### Aim of the task:
Type out the records again, exactly as they are.

[Natural language region descriptions]
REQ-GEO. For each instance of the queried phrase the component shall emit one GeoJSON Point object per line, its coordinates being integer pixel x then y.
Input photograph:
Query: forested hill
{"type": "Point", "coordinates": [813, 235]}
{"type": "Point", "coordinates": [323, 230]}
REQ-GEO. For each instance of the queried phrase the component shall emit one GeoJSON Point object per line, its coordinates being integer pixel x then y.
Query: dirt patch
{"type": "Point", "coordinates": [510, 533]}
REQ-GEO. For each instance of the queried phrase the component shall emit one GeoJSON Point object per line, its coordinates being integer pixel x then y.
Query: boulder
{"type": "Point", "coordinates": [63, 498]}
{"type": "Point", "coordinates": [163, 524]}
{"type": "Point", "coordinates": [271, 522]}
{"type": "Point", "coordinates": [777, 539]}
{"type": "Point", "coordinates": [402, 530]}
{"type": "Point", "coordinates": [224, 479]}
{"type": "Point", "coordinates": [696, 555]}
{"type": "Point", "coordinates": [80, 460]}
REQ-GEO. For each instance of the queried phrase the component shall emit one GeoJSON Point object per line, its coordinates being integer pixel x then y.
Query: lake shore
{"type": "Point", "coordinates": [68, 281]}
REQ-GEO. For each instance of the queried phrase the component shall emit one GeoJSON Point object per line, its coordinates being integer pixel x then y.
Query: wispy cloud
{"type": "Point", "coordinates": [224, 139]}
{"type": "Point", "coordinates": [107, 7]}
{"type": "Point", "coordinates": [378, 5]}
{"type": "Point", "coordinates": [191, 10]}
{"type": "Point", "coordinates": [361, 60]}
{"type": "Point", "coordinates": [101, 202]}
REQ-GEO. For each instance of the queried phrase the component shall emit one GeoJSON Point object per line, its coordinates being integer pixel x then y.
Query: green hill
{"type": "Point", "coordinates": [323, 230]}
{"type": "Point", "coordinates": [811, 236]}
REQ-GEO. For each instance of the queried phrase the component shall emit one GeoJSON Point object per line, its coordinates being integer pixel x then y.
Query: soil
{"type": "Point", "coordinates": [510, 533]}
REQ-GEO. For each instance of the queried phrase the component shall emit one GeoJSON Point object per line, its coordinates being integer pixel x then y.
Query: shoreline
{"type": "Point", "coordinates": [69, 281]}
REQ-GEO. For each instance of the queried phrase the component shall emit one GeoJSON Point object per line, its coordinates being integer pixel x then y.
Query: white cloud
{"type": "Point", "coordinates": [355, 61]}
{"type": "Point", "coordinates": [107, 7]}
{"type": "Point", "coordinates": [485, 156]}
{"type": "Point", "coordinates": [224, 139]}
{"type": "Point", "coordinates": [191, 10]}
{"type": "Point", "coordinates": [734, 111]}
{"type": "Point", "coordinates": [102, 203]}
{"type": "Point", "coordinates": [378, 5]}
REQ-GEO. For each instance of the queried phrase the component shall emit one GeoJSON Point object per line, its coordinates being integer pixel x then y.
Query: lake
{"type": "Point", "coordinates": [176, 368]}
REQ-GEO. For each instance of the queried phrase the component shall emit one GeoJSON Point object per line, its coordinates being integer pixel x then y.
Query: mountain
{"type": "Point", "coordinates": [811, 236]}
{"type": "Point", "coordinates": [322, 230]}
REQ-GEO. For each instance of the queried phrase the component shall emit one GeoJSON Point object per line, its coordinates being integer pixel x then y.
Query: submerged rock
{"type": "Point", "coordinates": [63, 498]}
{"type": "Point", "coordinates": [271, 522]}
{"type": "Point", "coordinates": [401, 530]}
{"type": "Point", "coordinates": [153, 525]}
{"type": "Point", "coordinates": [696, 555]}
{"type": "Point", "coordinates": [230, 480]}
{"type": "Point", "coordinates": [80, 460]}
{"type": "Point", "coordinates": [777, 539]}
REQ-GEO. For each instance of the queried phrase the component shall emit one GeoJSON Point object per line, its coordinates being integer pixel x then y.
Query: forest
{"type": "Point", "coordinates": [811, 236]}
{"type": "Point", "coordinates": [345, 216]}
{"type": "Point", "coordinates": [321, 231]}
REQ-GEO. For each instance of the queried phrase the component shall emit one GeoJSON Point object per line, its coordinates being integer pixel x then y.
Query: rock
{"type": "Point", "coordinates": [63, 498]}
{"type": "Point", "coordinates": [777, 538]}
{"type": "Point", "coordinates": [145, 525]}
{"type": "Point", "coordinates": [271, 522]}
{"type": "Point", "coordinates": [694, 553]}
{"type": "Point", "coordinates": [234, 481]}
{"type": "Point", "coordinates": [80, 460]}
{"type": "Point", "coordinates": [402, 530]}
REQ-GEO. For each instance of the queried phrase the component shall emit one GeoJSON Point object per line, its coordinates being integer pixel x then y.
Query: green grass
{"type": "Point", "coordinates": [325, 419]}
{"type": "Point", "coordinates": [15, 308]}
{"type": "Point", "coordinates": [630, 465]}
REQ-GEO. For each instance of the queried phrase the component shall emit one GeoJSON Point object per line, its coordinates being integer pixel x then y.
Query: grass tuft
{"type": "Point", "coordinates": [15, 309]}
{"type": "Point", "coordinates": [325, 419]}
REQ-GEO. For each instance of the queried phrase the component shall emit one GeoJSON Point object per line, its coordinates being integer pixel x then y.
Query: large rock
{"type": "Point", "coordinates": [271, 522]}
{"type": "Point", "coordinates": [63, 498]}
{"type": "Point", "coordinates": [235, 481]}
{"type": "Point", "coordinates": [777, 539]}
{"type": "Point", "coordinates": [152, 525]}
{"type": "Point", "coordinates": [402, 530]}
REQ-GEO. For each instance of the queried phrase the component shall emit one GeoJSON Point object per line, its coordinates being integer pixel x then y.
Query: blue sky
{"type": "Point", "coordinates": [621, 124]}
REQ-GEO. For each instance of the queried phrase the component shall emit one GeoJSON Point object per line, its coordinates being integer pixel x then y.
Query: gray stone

### Answer section:
REQ-GEO. For each instance of the queried phrase the component shall emit one GeoJSON Point object per line, its coordinates being integer pixel x then y.
Input photograph:
Query: forested hill
{"type": "Point", "coordinates": [813, 235]}
{"type": "Point", "coordinates": [323, 230]}
REQ-GEO. For each instance of the queried phrase the component shall emit one GeoJSON Point object per line, its coordinates being integer pixel x then y.
Query: dirt patch
{"type": "Point", "coordinates": [510, 533]}
REQ-GEO. For each instance of the queried phrase the component shall emit one GeoJSON Point object per line, its coordinates being integer pixel x then y.
Query: boulder
{"type": "Point", "coordinates": [63, 498]}
{"type": "Point", "coordinates": [163, 524]}
{"type": "Point", "coordinates": [271, 522]}
{"type": "Point", "coordinates": [777, 539]}
{"type": "Point", "coordinates": [402, 530]}
{"type": "Point", "coordinates": [224, 479]}
{"type": "Point", "coordinates": [696, 555]}
{"type": "Point", "coordinates": [80, 460]}
REQ-GEO. For each instance of the queried phrase the component shall emit one GeoJSON Point object per line, its coordinates being integer pixel x then y.
Query: lake shore
{"type": "Point", "coordinates": [68, 281]}
REQ-GEO. For each instance of the queried phrase the component shall emit one GeoJSON Point object per line, its coordinates being integer pixel x then y.
Query: wispy cloud
{"type": "Point", "coordinates": [224, 139]}
{"type": "Point", "coordinates": [107, 7]}
{"type": "Point", "coordinates": [378, 5]}
{"type": "Point", "coordinates": [191, 10]}
{"type": "Point", "coordinates": [361, 60]}
{"type": "Point", "coordinates": [101, 202]}
REQ-GEO. For each instance of the queried phrase the component shall emit one GeoJSON Point object per line, its coordinates being integer pixel x then y.
Query: green hill
{"type": "Point", "coordinates": [323, 230]}
{"type": "Point", "coordinates": [811, 236]}
REQ-GEO. For each instance of the queried phrase the component shall emit one GeoJSON Point object per line, its coordinates being integer pixel x then y.
Query: soil
{"type": "Point", "coordinates": [510, 533]}
REQ-GEO. For each instance of the queried phrase the component shall emit one GeoJSON Point object per line, its coordinates being integer pixel x then y.
Query: shoreline
{"type": "Point", "coordinates": [69, 281]}
REQ-GEO. For each instance of the queried phrase the component shall emit one GeoJSON Point object per line, its coordinates being integer pixel x then y.
Query: white cloud
{"type": "Point", "coordinates": [355, 61]}
{"type": "Point", "coordinates": [107, 7]}
{"type": "Point", "coordinates": [485, 156]}
{"type": "Point", "coordinates": [224, 139]}
{"type": "Point", "coordinates": [191, 10]}
{"type": "Point", "coordinates": [734, 111]}
{"type": "Point", "coordinates": [102, 203]}
{"type": "Point", "coordinates": [378, 5]}
REQ-GEO. For each instance of the queried phrase the component shall emit one GeoJSON Point object per line, its coordinates being integer pixel x then y.
Query: lake
{"type": "Point", "coordinates": [176, 368]}
REQ-GEO. For each instance of the queried phrase the component shall emit one GeoJSON Point object per line, its coordinates being integer pixel x then y.
Query: mountain
{"type": "Point", "coordinates": [811, 236]}
{"type": "Point", "coordinates": [322, 230]}
REQ-GEO. For each instance of the queried phrase the component shall emit one GeoJSON Point object per line, its coordinates being integer pixel x then y.
Query: submerged rock
{"type": "Point", "coordinates": [63, 498]}
{"type": "Point", "coordinates": [271, 522]}
{"type": "Point", "coordinates": [401, 530]}
{"type": "Point", "coordinates": [153, 525]}
{"type": "Point", "coordinates": [696, 555]}
{"type": "Point", "coordinates": [230, 480]}
{"type": "Point", "coordinates": [80, 460]}
{"type": "Point", "coordinates": [777, 539]}
REQ-GEO. For each instance of the queried phrase the component shall emit one GeoJSON Point object per line, its coordinates being integer pixel x then y.
Query: forest
{"type": "Point", "coordinates": [811, 236]}
{"type": "Point", "coordinates": [345, 216]}
{"type": "Point", "coordinates": [321, 231]}
REQ-GEO. For each instance of the queried phrase the component shall emit one GeoJSON Point object per line, its coordinates being integer pixel x then y.
Query: rock
{"type": "Point", "coordinates": [63, 498]}
{"type": "Point", "coordinates": [777, 538]}
{"type": "Point", "coordinates": [145, 525]}
{"type": "Point", "coordinates": [271, 522]}
{"type": "Point", "coordinates": [694, 553]}
{"type": "Point", "coordinates": [234, 481]}
{"type": "Point", "coordinates": [80, 460]}
{"type": "Point", "coordinates": [402, 530]}
REQ-GEO. For each instance of the queried phrase the component shall emit one GeoJSON Point object per line, its coordinates being integer pixel x then y.
Query: green grass
{"type": "Point", "coordinates": [325, 419]}
{"type": "Point", "coordinates": [15, 308]}
{"type": "Point", "coordinates": [630, 465]}
REQ-GEO. For each instance of the queried phrase the component shall emit one GeoJSON Point object per line, its coordinates being integer pixel x then y.
Query: grass tuft
{"type": "Point", "coordinates": [15, 309]}
{"type": "Point", "coordinates": [325, 419]}
REQ-GEO. For each instance of the queried phrase the component shall emit one GeoJSON Point object per line, its coordinates being integer pixel x then y.
Query: large rock
{"type": "Point", "coordinates": [271, 522]}
{"type": "Point", "coordinates": [63, 498]}
{"type": "Point", "coordinates": [235, 481]}
{"type": "Point", "coordinates": [777, 539]}
{"type": "Point", "coordinates": [152, 525]}
{"type": "Point", "coordinates": [402, 530]}
REQ-GEO. For each instance of the queried phrase the component shall emit one GeoJSON Point object per line, its coordinates being integer pixel x then y.
Query: blue sky
{"type": "Point", "coordinates": [621, 124]}
REQ-GEO. For each instance of the queried phrase the component shall emit one GeoJSON Point object per line, its coordinates being integer pixel x then y.
Query: gray stone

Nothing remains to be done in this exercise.